## Requirements
Rewrite every line of the records, starting at the beginning and ending at the line that contains "point(423, 352)", with both ends included. Shift each x and y coordinate in the answers by -83, and leave the pictures out.

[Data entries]
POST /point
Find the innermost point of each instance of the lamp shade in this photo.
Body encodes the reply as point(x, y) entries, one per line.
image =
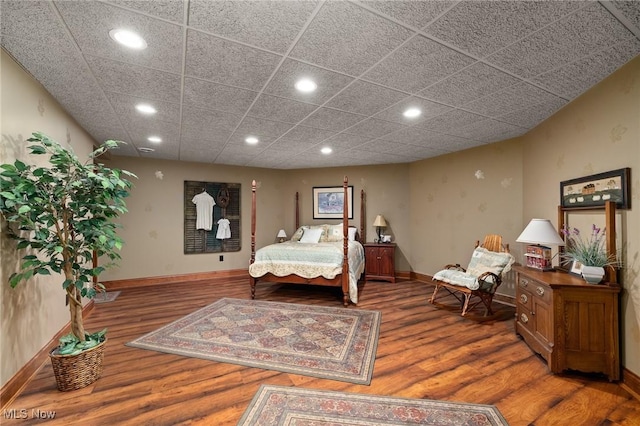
point(380, 221)
point(540, 231)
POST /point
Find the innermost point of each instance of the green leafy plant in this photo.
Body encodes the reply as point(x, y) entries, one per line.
point(64, 213)
point(590, 251)
point(71, 345)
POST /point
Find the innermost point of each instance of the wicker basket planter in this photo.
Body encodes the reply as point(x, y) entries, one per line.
point(77, 371)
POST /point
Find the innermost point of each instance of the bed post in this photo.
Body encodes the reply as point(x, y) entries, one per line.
point(252, 281)
point(345, 244)
point(297, 213)
point(362, 216)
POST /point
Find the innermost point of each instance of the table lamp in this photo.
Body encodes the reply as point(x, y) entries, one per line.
point(539, 233)
point(379, 223)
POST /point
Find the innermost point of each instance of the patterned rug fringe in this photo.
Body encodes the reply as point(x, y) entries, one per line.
point(276, 405)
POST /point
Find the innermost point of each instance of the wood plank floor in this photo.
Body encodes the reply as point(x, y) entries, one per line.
point(423, 352)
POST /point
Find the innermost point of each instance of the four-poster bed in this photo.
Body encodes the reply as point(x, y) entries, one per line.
point(335, 260)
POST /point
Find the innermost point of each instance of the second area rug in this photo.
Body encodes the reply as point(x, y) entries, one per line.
point(327, 342)
point(281, 405)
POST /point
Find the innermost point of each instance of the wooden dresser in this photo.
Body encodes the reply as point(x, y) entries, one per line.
point(380, 261)
point(571, 324)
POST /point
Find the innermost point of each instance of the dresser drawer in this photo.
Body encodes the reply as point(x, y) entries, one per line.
point(535, 288)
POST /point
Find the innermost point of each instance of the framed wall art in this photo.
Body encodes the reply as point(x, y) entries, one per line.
point(593, 191)
point(328, 202)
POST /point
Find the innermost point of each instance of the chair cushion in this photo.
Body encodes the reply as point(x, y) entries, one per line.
point(459, 278)
point(484, 260)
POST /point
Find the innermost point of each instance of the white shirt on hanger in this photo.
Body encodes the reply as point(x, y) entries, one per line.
point(224, 230)
point(204, 210)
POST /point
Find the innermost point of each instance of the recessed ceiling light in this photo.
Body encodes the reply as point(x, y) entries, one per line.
point(305, 85)
point(128, 38)
point(412, 113)
point(146, 109)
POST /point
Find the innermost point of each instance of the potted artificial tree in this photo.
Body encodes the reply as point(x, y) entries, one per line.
point(62, 214)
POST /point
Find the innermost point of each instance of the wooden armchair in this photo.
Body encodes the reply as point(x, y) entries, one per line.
point(478, 282)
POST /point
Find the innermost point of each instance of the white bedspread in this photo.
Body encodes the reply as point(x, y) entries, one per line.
point(310, 260)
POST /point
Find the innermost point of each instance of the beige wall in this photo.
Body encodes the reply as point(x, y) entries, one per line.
point(153, 229)
point(452, 208)
point(386, 190)
point(34, 311)
point(598, 132)
point(436, 208)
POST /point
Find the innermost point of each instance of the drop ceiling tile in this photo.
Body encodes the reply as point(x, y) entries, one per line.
point(329, 83)
point(489, 131)
point(199, 156)
point(135, 80)
point(574, 79)
point(417, 136)
point(271, 25)
point(589, 29)
point(471, 83)
point(343, 141)
point(418, 64)
point(171, 10)
point(428, 108)
point(483, 27)
point(168, 132)
point(331, 119)
point(630, 10)
point(207, 95)
point(207, 121)
point(301, 135)
point(365, 98)
point(221, 61)
point(90, 23)
point(196, 141)
point(374, 128)
point(451, 119)
point(19, 18)
point(347, 38)
point(533, 115)
point(262, 129)
point(125, 108)
point(280, 109)
point(415, 13)
point(513, 98)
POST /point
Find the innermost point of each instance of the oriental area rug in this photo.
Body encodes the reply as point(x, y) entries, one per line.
point(327, 342)
point(281, 405)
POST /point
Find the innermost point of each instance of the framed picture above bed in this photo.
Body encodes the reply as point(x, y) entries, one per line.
point(328, 202)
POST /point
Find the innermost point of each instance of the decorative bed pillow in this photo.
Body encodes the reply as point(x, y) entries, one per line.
point(484, 260)
point(298, 234)
point(311, 235)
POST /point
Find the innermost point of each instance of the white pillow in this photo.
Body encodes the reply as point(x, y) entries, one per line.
point(311, 235)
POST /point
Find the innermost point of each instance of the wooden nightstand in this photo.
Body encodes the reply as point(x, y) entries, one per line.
point(571, 324)
point(380, 261)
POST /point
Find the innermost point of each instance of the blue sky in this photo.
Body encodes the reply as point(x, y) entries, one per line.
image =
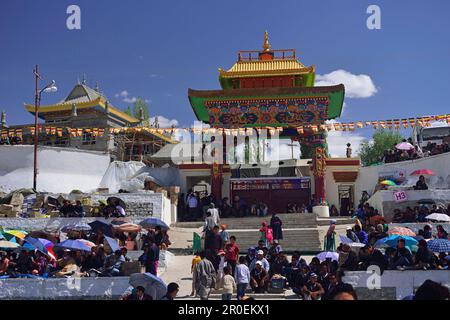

## Solution below
POST /point
Find the innermost point of each instance of the lamp shade in this photo.
Body encodes the reply as point(x, y) entries, one per line.
image =
point(297, 138)
point(457, 148)
POST /point
Find the innermost point of each instance of the green leafy plant in this photo.
Body encodes the reply as point(x, y) entries, one per line.
point(-19, 130)
point(507, 168)
point(-12, 262)
POST /point
Find the innermost point of each instance of the wicker basket planter in this photo.
Body encodes the reply as point(x, y) entries, one per line.
point(-6, 288)
POST /point
Find the innermost point of each instance of the bed post in this photo.
Body encodes the reply as point(x, y) entries, one per line.
point(169, 198)
point(262, 161)
point(214, 130)
point(279, 133)
POST /point
Find the innermost point of each instance of the table lamp in this photo.
Body encodes the reply as point(x, y) entries, one per line.
point(456, 150)
point(296, 140)
POST /point
Find the innermost point of each instance of the patterned rug fringe in this photo.
Body encodes the reply as point(x, y) entries, one per line.
point(193, 322)
POST /point
Find the innermost point of each instance of the wood plank floor in this photo.
Body encodes the reply as point(x, y) entries, one per line.
point(340, 269)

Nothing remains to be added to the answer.